Scale the material below by writing out every line again in full, multiplying only the coordinates in the answers by 0.7. Round each result to a whole number, with halves rounded up.
::::::::
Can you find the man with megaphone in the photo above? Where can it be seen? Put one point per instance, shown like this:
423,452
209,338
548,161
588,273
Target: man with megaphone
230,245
::::::::
▸ OUTPUT:
Can you find the man with megaphone in the photo above? Where can it be seen? Put one point per instance, shown like this:
423,452
209,338
548,161
588,273
Target: man with megaphone
161,172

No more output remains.